# REQUIREMENT:
Reproduce every one of the records below word for word, leaving out the pictures.

....

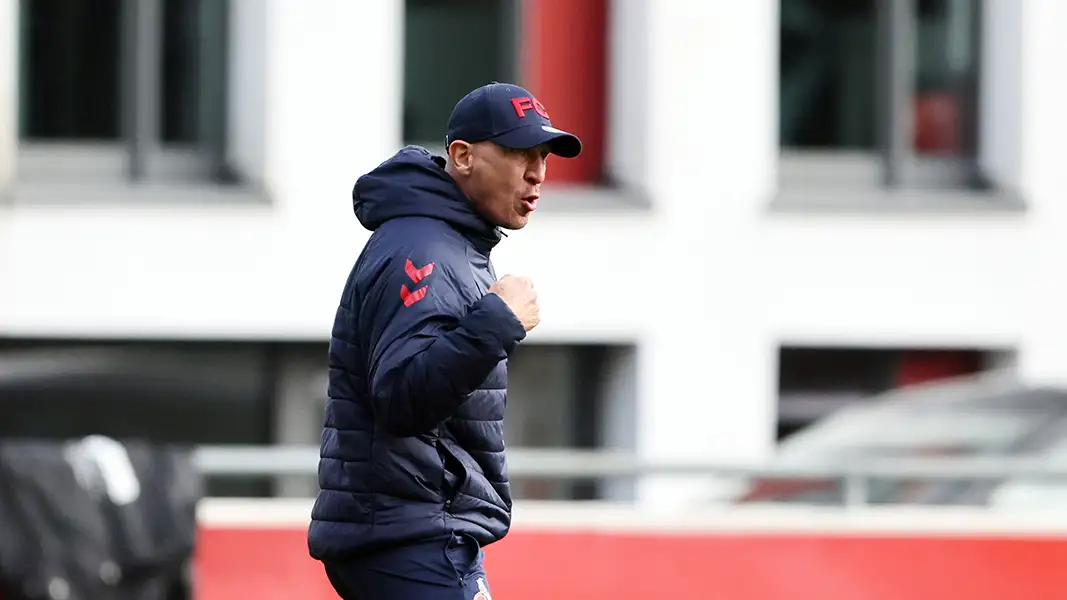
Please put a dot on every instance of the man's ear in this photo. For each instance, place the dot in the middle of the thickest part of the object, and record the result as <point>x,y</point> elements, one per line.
<point>461,156</point>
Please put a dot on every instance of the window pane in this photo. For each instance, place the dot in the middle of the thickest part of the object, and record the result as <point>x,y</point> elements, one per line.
<point>827,77</point>
<point>180,83</point>
<point>945,77</point>
<point>69,68</point>
<point>451,47</point>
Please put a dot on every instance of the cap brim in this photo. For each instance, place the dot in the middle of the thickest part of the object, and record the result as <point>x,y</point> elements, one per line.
<point>560,143</point>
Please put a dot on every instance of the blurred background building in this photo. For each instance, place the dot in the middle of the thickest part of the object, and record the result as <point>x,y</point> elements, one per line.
<point>782,207</point>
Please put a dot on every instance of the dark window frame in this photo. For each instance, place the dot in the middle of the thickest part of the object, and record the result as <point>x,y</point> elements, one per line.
<point>140,155</point>
<point>894,164</point>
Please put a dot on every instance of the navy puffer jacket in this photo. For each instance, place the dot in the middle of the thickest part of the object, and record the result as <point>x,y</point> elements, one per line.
<point>413,435</point>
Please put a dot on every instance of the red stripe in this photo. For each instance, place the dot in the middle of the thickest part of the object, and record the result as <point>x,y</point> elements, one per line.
<point>564,65</point>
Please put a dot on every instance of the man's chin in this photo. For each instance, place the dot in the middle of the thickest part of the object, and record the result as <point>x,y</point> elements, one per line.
<point>516,223</point>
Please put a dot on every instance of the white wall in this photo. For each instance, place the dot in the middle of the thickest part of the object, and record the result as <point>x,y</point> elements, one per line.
<point>709,283</point>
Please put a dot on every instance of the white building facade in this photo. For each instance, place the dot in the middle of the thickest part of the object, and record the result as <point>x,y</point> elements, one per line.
<point>712,247</point>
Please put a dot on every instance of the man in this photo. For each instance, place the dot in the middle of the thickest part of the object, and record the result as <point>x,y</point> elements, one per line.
<point>412,473</point>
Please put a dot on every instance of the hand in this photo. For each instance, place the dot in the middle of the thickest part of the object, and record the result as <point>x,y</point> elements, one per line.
<point>518,293</point>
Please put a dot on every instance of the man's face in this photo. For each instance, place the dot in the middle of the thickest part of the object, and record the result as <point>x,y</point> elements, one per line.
<point>505,184</point>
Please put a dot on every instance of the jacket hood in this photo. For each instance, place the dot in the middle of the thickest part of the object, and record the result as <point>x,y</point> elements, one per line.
<point>413,183</point>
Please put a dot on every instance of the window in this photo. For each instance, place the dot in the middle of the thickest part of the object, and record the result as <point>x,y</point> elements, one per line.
<point>454,46</point>
<point>879,92</point>
<point>480,31</point>
<point>131,89</point>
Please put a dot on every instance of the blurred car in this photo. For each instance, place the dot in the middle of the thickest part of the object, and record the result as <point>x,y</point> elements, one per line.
<point>990,415</point>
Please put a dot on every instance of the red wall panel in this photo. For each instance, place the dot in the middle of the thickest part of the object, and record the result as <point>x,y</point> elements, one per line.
<point>564,64</point>
<point>272,564</point>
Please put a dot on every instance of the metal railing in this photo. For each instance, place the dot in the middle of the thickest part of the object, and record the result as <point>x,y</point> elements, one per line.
<point>855,475</point>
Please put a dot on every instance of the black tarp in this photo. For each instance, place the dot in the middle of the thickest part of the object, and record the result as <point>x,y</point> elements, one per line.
<point>96,519</point>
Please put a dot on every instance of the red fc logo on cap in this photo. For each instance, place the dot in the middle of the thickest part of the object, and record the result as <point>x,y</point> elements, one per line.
<point>525,103</point>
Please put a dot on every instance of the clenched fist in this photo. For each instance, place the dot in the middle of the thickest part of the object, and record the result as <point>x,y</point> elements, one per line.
<point>518,293</point>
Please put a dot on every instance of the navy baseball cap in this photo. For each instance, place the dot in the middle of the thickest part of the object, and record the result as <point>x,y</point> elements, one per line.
<point>509,116</point>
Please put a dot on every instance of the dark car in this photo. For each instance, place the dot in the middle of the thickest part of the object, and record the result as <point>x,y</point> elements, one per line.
<point>990,415</point>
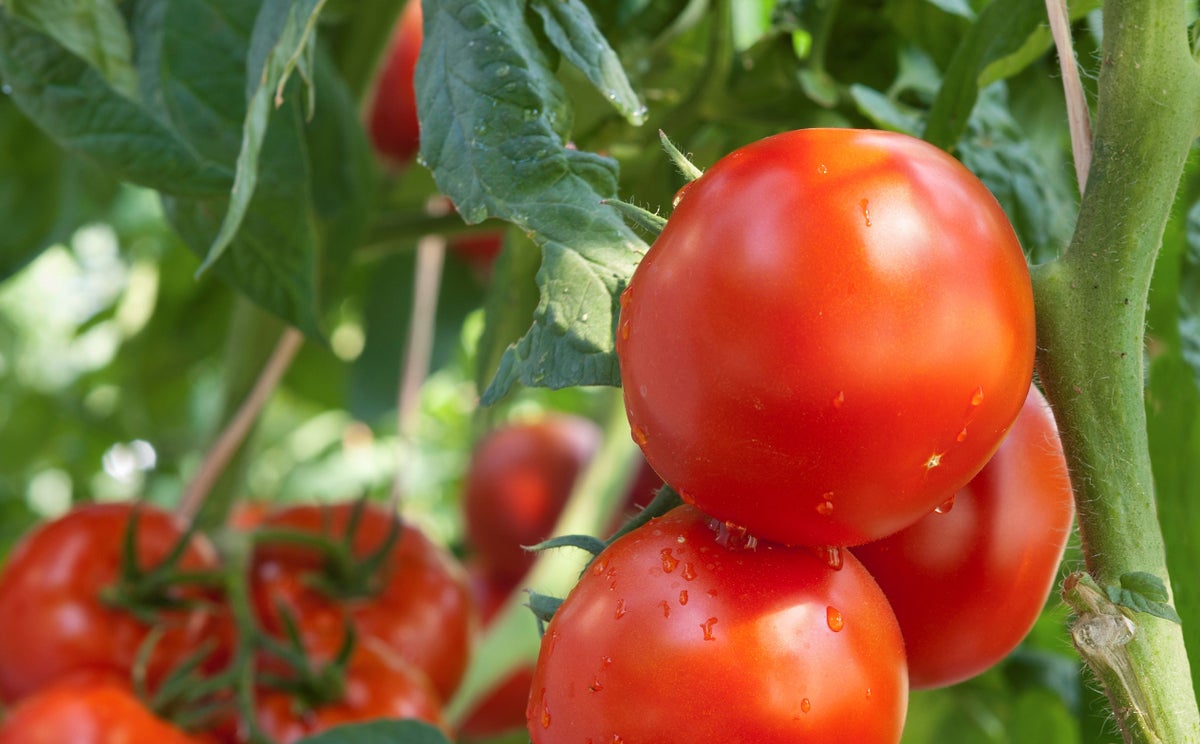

....

# RESPONSE:
Please put a dot on every instance of the man's ear in this photo. For each instance, place the dot in the middle of the thickest part of the object, and record the result as <point>x,y</point> elements, one per line.
<point>461,156</point>
Please put a dot on every instance of the window pane in this photo. For each instance, place the dot in the middle of the thickest part of the object, and record the result as <point>x,y</point> elements, one per line.
<point>827,77</point>
<point>180,83</point>
<point>945,77</point>
<point>69,68</point>
<point>451,47</point>
Please put a dot on every instance of the cap brim in this photo. For each instance, place the dot in the middle of the thickest part of the object, and record the result as <point>x,y</point> elements, one per line.
<point>560,143</point>
Please put a dot on every instance of the blurred background building in this photo. For each instance, place the dot in the middle of the thickest part of the object, and record the result as <point>x,y</point> elements, one per line.
<point>782,207</point>
Please put a dot on every instance of the dark window frame in this photo. For each instance, place the dot in the middle of the thickest part of the object, and record the result as <point>x,y</point> elements, one per line.
<point>140,155</point>
<point>894,164</point>
Please put a dot on every instance of the navy puffer jacket in this photo. For each instance, place the dot in the middle of the thickest part of the object, and record the result as <point>x,y</point> elements, one per line.
<point>413,435</point>
Please put a dot on every instance of the red stripe in this photo. For each instance, place the dot in the middle of the thickest part of the object, and record the result as <point>x,y</point> elements, one per line.
<point>564,65</point>
Please put a dot on every instance of the man's chin in this photo. For each instance, place the dot in the middle of the thickest part of the object, and record the result as <point>x,y</point> elements, one per line.
<point>516,223</point>
Please put a dot on every instance of the white wall in this photo. For each instance, place the dot in the middle of the thickest part of the object, and record the result as <point>x,y</point> elements, one per line.
<point>709,283</point>
Please put a dot on every instance of the white building facade in this photo. For each instance, place the dot in the middle of the thickest part of the object, and record the result as <point>x,y</point> elements, one per line.
<point>712,247</point>
Please put a dot on every instance of the man in this photo. For each instance, place the dot in the middle of the thickest part of the object, and record the result as <point>x,y</point> elements, one per line.
<point>412,473</point>
Please put a dot on every instance of the hand in this photo. For each instance, place the dot in the middle of the thickest part of the object, and record the result as <point>x,y</point> elements, one per line.
<point>518,293</point>
Please put a dot on every instance of the man's face in this photo. For each instance, place the dot in the middle of the thickest part of the object, and record the result as <point>x,y</point> elements, one per line.
<point>505,184</point>
Please put a dot on every instance of the jacket hood in this photo. For each instance, place the dot in the middle of the thickest part of the object, and record the result as <point>x,y</point> elements, one per line.
<point>413,183</point>
Please put a dot on every instance of the window in this photo. For each instance, place the dot in the middle of the thickest part of the object, and record the result as <point>x,y</point> elements, one per line.
<point>454,46</point>
<point>879,92</point>
<point>480,31</point>
<point>131,89</point>
Please put a dot on every instance of the blurred car in this photo. For each instance, place the dot in the middle of the thickest part of the object, and record the result as <point>x,y</point> elements, one per line.
<point>990,415</point>
Please put a dot on every instance of the red wall panel in this photo. For each instance, place the dot in the middle of the thickest part of the object, and record the result as <point>x,y</point> elements, one per line.
<point>564,64</point>
<point>272,564</point>
Please put a dot on every instance of the metal railing in this photo. For each instance, place the dot in the middle of the thickest part of the object, and record the result as <point>x,y</point> elements, one per line.
<point>855,475</point>
Please put a dot on every instance of the black tarp in this photo. For each instance, place the dot in the middle of the thickest part of the object, and record the result as <point>x,y</point> elements, one per line.
<point>96,519</point>
Please put a dot on every instance of the red fc logo on cap in this photo. For each instance, place the dot in the middle of the thickest part of the object, and record the result as <point>x,y</point> elements, one per line.
<point>525,103</point>
Please put a dot on every instance of the clenched fist in this photo. For each instance, place the dot in the middle of the thickest part of the object, and record the result as <point>x,y</point> elements, one per line.
<point>518,293</point>
Please put a dot on every instance of the navy baseball cap in this photo. For each instance, place the dot in the middle of the thickest part of the object, and record the result as <point>x,y</point> elements, one per line.
<point>509,116</point>
Please put a dot on every instance of the dark car in this photo. For each instance, place the dot in the middle of the thickest part of the object, and record the result as <point>x,y</point> elements, one per line.
<point>990,415</point>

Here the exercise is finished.